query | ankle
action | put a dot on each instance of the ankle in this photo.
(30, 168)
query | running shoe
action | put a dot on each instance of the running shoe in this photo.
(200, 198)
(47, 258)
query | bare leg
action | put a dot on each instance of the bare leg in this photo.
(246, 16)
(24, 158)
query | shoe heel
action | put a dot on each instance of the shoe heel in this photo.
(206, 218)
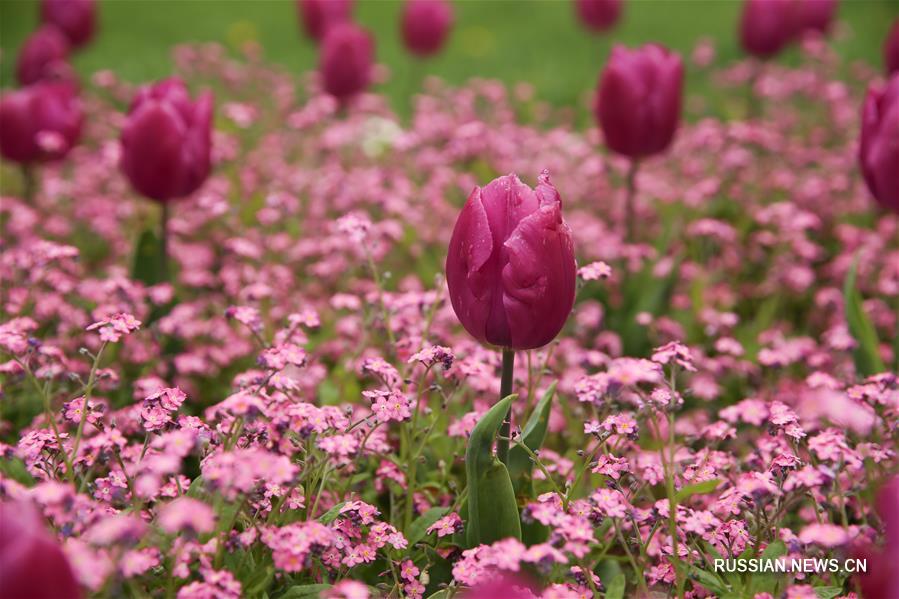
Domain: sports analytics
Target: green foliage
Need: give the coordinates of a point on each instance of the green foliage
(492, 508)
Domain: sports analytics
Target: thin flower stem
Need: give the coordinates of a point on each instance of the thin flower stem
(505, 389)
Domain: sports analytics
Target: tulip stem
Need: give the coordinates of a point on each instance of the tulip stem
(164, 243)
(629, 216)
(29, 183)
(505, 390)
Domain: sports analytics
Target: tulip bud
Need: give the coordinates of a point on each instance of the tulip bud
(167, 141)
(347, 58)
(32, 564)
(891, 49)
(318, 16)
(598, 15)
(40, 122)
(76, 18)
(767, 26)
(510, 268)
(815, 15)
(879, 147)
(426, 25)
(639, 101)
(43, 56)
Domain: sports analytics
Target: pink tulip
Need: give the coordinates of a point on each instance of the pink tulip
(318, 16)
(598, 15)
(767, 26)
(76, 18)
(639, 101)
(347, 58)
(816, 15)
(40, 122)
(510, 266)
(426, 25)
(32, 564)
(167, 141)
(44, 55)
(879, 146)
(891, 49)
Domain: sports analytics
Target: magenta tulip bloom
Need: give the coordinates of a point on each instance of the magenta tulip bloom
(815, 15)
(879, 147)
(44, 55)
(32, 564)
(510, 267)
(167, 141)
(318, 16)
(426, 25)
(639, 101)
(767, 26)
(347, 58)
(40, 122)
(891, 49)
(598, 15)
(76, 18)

• • • • •

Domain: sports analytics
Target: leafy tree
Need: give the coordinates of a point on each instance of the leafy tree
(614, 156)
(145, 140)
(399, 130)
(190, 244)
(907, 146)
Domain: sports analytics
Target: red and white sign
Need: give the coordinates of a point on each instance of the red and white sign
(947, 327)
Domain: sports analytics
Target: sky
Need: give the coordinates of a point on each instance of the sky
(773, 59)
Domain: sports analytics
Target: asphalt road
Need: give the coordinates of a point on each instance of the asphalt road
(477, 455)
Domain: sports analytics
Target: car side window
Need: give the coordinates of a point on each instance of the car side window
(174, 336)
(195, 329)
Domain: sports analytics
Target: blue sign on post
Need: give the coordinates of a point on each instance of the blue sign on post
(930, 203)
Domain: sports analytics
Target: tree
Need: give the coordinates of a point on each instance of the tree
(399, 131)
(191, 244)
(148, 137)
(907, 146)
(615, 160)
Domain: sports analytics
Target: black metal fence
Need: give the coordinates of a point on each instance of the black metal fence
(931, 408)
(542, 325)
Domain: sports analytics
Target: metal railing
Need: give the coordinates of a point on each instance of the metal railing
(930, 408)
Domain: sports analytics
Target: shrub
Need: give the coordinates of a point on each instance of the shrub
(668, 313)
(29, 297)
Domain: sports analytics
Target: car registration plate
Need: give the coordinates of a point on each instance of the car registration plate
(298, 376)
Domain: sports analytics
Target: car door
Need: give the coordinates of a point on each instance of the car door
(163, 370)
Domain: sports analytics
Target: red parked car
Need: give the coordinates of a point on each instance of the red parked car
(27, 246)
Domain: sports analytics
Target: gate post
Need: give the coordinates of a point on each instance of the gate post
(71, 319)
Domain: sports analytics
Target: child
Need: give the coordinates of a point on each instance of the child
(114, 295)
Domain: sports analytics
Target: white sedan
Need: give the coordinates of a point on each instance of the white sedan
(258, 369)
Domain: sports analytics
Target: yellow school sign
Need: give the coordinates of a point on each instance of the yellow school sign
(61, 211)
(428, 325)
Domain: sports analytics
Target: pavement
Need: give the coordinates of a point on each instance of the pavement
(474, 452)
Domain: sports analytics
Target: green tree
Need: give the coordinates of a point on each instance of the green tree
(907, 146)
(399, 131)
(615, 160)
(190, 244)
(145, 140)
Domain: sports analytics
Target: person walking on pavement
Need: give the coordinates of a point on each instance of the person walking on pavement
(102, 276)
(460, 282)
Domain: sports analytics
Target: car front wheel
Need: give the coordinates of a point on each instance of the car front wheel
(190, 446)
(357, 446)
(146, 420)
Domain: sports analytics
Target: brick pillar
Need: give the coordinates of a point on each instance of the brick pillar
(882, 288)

• • • • •

### Work to be completed
Where the listing above has a line with "Target: car side window", start there, and output every line exactly through the line with "Target: tree", which is also included.

### Solution for this exercise
Target: car side window
Need: give the coordinates of a point on each instance of the car side window
(174, 336)
(195, 329)
Domain: sports analytics
Target: blue sign on post
Need: give the coordinates of a point on each instance of the blue sign on post
(930, 203)
Domain: sports analytics
Target: tree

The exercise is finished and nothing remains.